### Extracted text
It’s not uncommon to see statements like “Wall Street needs to give this company a break” or “Silicon Valley should fund more cleantech firms”
These statements, in some sense, make perfect sense. They are shorthand for, respectively, “investors in this company need to be more patient with it”, and “partners in venture capital funds based in Silicon Valley should fund more cleantech firms”.
But they are nonsensical in another interpretation. Because both are nouns, they can be the subjects of a sentence, so they are the “something” undergoing or causing an action – a verb. But grammar makes no distinction between those verbs that require agenthood or not, so they can be used in a seemingly meaningful way in sentences that could never be realized and have questionable meaning, like “the painting should [decide to] walk across the floor.”
So these sentences can look, and be interpreted as, phrases that are not shorthand. The twisted interpretation is that an abstract concept or representation can “decide to” do something.
Both the named cases, Wall Street and Silicon Valley, are representations of collections of things, but the relationship between the representation and its constituents is not symmetric. The constituents of each (the VC, or the Mutual Fund, for example) are agents of the representation, but not vice versa.
The long story short is that this confusion causes a lot of sloppy thinking, and leads people to go down “garden alleys” of logic that assume that a group can coordinate its actions or otherwise be treated as a decision-making unit. Much (if not most) of the time, they can’t, and statements or arguments that contain that implicit assumption are flawed from the outset.

Natural language region descriptions
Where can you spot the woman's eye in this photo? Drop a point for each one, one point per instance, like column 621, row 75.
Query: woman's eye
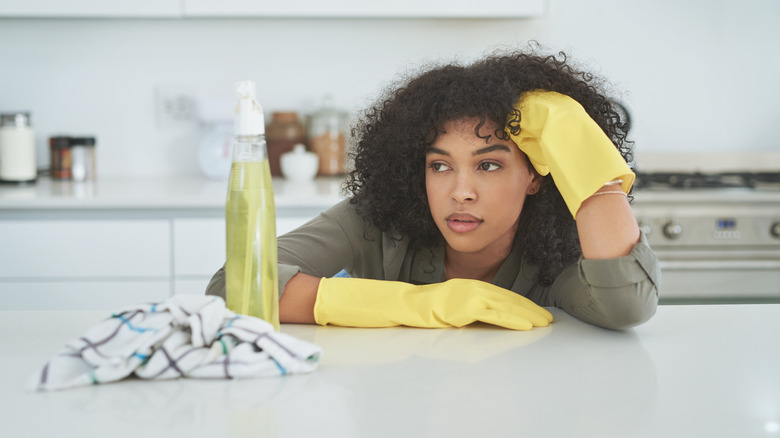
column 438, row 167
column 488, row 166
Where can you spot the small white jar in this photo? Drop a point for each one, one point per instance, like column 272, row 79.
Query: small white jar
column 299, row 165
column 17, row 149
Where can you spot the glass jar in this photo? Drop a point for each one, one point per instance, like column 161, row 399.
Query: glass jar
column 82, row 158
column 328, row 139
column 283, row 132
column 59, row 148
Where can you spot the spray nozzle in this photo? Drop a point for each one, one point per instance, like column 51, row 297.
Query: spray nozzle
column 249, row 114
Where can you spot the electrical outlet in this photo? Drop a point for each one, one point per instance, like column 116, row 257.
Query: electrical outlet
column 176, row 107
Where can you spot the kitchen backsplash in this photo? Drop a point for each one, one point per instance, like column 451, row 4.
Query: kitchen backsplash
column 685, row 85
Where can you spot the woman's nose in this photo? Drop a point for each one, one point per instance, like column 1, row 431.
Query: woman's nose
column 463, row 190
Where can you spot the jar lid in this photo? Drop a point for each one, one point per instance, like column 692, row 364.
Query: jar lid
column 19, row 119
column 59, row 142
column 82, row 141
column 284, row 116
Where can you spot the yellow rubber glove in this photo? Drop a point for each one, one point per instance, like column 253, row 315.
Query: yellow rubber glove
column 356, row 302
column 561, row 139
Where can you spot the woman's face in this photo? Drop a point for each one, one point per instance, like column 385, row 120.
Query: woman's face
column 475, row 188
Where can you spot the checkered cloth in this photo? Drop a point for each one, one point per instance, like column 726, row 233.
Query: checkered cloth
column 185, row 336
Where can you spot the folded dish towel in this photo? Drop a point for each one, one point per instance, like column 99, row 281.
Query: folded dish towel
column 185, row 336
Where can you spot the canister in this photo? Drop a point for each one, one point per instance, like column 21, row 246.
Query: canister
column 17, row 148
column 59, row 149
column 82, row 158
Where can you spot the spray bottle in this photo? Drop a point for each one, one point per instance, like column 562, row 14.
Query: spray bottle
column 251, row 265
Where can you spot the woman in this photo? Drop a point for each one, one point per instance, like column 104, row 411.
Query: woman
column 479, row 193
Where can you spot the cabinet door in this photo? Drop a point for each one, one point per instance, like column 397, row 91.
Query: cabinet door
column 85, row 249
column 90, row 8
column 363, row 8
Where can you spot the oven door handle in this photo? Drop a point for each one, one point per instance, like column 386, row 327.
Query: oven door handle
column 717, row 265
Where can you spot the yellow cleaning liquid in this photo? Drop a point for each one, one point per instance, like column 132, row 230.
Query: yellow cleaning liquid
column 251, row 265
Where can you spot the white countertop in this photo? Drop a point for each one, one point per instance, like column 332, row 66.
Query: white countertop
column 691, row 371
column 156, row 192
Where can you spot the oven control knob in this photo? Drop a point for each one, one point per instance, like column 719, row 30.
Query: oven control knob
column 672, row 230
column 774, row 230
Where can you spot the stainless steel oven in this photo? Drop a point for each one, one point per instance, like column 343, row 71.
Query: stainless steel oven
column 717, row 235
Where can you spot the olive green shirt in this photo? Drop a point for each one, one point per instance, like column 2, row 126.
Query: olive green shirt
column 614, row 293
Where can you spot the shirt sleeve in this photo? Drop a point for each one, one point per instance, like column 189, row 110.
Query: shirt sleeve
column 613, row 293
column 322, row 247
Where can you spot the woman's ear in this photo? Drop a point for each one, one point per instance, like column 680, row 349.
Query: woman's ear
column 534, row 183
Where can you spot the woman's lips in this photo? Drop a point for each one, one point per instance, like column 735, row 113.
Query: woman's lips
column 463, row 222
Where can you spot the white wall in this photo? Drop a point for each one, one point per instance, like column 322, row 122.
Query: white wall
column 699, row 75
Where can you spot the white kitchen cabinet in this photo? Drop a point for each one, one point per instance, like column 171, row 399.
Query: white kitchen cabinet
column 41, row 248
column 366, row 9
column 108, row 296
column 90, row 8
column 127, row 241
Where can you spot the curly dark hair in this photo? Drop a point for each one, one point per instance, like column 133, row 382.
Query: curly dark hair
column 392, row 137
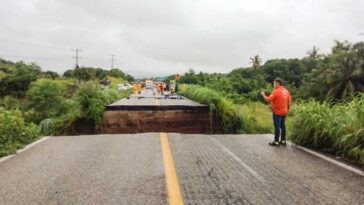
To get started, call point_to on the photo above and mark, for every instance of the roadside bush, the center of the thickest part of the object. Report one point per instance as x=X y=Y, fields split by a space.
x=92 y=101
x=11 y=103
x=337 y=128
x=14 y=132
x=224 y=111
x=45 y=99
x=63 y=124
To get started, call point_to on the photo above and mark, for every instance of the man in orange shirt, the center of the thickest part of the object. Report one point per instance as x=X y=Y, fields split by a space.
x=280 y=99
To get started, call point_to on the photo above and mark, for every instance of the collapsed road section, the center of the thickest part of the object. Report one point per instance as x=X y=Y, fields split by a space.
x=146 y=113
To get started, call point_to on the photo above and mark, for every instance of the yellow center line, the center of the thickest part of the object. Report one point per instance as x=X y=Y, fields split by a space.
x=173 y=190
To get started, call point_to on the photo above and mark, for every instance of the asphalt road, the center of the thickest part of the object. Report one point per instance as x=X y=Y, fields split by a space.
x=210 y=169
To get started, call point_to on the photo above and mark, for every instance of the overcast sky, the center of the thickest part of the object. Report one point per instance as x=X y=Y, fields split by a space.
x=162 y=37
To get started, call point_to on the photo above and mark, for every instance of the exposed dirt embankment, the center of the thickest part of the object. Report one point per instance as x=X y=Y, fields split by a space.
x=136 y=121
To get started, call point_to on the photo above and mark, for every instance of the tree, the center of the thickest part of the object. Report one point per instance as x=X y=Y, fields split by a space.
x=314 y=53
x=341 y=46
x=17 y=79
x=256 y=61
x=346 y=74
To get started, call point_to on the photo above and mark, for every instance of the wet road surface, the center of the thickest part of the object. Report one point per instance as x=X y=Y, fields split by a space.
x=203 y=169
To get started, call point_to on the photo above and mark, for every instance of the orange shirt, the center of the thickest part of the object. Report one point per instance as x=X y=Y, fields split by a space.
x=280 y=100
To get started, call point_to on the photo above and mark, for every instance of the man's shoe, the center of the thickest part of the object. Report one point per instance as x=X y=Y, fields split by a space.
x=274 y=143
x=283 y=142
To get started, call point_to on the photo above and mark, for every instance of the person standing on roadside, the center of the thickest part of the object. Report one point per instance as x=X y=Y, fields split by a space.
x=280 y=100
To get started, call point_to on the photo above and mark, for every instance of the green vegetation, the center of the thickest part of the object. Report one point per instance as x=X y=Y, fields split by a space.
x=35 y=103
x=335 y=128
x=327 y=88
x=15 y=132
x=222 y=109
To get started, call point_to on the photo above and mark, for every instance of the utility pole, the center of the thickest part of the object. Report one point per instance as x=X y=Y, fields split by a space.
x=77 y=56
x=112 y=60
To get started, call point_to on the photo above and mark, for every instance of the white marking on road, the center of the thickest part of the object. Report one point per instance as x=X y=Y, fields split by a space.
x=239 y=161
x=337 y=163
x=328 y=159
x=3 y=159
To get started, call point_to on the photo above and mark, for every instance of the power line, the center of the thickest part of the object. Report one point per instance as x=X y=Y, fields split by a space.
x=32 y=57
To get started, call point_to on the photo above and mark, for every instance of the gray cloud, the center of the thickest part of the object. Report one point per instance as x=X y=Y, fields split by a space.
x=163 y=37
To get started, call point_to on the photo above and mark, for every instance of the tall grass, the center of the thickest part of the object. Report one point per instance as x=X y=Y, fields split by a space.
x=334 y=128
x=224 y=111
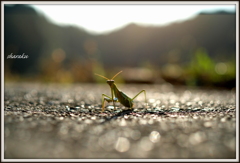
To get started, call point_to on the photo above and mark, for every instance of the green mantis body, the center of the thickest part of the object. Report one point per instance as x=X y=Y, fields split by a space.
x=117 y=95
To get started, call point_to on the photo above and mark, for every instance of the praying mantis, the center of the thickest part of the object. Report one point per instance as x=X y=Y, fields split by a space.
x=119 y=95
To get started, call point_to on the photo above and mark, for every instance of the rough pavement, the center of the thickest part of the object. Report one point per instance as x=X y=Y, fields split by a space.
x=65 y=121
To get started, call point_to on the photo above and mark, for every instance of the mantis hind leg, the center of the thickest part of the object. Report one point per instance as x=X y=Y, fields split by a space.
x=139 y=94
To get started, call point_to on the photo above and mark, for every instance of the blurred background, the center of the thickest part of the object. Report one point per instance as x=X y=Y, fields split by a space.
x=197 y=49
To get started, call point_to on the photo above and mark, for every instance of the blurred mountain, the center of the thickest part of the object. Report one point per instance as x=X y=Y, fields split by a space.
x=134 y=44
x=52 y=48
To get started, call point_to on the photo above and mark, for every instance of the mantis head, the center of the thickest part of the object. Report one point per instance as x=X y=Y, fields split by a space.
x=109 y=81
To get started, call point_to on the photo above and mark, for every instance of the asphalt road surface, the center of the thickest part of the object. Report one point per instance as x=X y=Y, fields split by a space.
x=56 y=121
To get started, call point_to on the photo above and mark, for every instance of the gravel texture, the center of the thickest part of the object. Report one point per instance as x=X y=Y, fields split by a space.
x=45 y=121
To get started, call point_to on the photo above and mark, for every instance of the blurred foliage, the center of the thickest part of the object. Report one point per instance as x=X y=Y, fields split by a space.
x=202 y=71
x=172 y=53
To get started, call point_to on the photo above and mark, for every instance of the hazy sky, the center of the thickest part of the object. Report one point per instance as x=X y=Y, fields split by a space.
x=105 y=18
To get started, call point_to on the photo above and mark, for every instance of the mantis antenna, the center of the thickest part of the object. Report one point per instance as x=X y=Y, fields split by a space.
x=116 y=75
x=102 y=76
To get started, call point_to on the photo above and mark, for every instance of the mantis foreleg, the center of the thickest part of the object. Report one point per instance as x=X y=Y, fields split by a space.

### Exercise brief
Reproduce the full text about treating Wall Street and Silicon Valley as decision-makers, word for word.

### Output for this exercise
It’s not uncommon to see statements like “Wall Street needs to give this company a break” or “Silicon Valley should fund more cleantech firms”
These statements, in some sense, make perfect sense. They are shorthand for, respectively, “investors in this company need to be more patient with it”, and “partners in venture capital funds based in Silicon Valley should fund more cleantech firms”.
But they are nonsensical in another interpretation. Because both are nouns, they can be the subjects of a sentence, so they are the “something” undergoing or causing an action – a verb. But grammar makes no distinction between those verbs that require agenthood or not, so they can be used in a seemingly meaningful way in sentences that could never be realized and have questionable meaning, like “the painting should [decide to] walk across the floor.”
So these sentences can look, and be interpreted as, phrases that are not shorthand. The twisted interpretation is that an abstract concept or representation can “decide to” do something.
Both the named cases, Wall Street and Silicon Valley, are representations of collections of things, but the relationship between the representation and its constituents is not symmetric. The constituents of each (the VC, or the Mutual Fund, for example) are agents of the representation, but not vice versa.
The long story short is that this confusion causes a lot of sloppy thinking, and leads people to go down “garden alleys” of logic that assume that a group can coordinate its actions or otherwise be treated as a decision-making unit. Much (if not most) of the time, they can’t, and statements or arguments that contain that implicit assumption are flawed from the outset.